Start

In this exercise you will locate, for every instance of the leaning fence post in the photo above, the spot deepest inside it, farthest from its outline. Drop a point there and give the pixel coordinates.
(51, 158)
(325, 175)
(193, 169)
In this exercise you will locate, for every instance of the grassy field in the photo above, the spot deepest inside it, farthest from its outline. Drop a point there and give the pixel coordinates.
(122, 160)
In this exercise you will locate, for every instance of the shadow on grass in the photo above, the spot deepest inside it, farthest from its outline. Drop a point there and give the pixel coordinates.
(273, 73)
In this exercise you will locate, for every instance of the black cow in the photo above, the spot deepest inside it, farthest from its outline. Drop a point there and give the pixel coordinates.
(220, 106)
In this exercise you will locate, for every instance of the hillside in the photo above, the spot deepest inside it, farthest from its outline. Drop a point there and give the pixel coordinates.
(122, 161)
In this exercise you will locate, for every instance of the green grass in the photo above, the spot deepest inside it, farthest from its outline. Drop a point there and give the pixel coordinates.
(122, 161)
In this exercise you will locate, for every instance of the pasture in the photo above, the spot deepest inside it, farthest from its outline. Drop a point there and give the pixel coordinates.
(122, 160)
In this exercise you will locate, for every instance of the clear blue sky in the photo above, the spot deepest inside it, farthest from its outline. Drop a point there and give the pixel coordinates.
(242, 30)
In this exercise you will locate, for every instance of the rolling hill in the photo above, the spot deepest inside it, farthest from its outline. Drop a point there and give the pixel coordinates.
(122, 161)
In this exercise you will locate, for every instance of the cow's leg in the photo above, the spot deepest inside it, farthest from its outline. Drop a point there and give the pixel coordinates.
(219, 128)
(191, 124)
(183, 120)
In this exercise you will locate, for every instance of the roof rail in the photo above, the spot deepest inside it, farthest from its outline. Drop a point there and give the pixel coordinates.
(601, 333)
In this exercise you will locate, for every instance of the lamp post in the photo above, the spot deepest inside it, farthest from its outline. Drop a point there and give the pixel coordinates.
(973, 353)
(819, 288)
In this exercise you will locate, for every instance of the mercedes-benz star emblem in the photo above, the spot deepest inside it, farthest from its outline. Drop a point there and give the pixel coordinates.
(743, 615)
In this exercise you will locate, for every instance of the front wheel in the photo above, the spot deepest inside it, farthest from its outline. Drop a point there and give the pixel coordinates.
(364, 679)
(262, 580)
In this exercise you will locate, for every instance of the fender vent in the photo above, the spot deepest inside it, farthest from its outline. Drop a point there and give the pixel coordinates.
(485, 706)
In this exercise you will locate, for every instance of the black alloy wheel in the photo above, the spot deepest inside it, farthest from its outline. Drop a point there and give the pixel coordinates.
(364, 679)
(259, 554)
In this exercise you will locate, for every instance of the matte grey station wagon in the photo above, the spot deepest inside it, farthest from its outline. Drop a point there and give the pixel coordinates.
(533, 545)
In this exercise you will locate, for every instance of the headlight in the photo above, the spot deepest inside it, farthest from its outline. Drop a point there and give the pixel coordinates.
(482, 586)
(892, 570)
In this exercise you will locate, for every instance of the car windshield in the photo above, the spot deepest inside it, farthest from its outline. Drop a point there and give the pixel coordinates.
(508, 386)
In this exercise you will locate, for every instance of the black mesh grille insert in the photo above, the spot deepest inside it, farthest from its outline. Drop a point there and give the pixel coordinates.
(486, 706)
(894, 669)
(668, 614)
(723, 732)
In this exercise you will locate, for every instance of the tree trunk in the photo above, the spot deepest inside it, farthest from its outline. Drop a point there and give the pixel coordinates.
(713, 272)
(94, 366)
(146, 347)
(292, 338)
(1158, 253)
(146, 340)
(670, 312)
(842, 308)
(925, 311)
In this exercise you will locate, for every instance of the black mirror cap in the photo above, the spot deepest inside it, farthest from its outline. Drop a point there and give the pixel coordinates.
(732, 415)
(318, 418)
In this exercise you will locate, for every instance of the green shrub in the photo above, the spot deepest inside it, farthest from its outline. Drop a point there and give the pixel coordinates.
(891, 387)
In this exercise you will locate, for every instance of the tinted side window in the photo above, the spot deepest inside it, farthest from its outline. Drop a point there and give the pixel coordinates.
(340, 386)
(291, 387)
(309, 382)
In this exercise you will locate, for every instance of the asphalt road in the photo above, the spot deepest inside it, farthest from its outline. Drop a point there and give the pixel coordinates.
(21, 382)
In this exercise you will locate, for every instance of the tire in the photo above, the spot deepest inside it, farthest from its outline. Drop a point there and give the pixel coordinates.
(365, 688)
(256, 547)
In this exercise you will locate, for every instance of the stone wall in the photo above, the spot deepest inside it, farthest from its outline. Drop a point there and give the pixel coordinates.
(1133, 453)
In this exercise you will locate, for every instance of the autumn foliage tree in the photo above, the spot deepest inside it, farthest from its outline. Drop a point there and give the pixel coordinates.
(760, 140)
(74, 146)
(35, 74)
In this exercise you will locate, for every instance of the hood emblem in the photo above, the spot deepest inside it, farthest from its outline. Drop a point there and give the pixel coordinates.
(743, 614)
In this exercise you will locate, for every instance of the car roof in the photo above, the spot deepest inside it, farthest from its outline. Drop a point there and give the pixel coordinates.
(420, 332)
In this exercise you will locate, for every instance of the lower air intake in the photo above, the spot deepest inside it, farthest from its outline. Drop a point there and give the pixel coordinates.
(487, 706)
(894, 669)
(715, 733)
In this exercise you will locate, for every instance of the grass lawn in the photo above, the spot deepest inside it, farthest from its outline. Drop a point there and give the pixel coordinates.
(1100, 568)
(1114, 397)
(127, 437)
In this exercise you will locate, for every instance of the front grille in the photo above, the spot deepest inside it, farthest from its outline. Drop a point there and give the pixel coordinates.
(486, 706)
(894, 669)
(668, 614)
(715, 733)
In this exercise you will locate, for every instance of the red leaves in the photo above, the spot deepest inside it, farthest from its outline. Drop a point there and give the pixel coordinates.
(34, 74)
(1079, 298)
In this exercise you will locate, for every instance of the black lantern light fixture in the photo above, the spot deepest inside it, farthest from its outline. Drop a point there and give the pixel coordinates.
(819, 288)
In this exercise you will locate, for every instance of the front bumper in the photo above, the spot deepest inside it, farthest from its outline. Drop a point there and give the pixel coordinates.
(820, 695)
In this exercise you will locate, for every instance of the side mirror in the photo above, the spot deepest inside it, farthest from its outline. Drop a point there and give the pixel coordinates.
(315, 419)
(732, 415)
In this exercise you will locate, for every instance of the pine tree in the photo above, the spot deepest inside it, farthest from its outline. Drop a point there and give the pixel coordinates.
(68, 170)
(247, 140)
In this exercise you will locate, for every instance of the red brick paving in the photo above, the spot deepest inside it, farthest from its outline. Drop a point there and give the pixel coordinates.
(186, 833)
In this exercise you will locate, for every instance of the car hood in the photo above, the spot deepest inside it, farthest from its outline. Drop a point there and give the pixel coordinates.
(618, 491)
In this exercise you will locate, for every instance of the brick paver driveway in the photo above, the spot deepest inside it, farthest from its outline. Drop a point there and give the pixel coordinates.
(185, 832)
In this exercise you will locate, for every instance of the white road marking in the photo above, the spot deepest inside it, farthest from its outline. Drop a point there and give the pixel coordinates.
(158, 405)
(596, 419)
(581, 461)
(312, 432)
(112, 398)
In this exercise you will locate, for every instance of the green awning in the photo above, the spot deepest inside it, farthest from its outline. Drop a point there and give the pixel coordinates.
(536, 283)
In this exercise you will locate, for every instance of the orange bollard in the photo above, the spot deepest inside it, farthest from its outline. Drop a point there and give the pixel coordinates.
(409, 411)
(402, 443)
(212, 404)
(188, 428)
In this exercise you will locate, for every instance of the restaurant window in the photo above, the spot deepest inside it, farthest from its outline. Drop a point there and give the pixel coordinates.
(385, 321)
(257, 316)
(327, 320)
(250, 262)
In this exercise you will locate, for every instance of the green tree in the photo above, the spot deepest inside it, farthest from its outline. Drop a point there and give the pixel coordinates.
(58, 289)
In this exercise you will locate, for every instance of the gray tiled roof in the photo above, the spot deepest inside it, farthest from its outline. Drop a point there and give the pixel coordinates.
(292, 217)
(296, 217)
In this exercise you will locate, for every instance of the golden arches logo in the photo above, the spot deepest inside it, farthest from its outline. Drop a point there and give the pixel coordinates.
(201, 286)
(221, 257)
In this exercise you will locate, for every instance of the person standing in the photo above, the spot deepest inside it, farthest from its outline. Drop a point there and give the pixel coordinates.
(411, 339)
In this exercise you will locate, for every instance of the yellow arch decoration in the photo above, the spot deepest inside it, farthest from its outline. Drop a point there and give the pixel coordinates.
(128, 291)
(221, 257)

End

Goal of the exercise: Take the line holding "of the restaurant" and all lines after it through the end of the data, and set them down exactly.

Finished answer:
In this exercise you will locate, for every instance of the restaurant window in the photo above, the spot deepest inside it, farthest from its outline. Drop a point there and give the pixel coordinates.
(385, 321)
(257, 316)
(327, 320)
(250, 262)
In this exercise you will locate, for every instance of the green tree in the photo above, the spot deepest inside it, farthest from its outline. Drop a point there and give the pixel coordinates.
(58, 289)
In this exercise you will locate, for every instance of the gray tiled roof in the photo above, the spot deepest inside it, farthest from its outline. Drop a point there and give the pixel coordinates.
(292, 217)
(296, 217)
In this exercise you will locate, for every instance of the golden arches logo in the photo above, the spot deepest inside it, farthest from its outline. Drop a point there and give the pixel coordinates.
(201, 286)
(221, 257)
In this exercise you will locate, for every instance of the person standing in the photo above, the spot deepest inside it, farthest from its outline. Drop a point there and give the pixel coordinates.
(411, 339)
In this exercise you will locate, for every instance of the yellow arch decoration in the photo above, the spot deepest inside it, farthest from its outline. Drop a point there and give the pixel coordinates.
(128, 291)
(221, 257)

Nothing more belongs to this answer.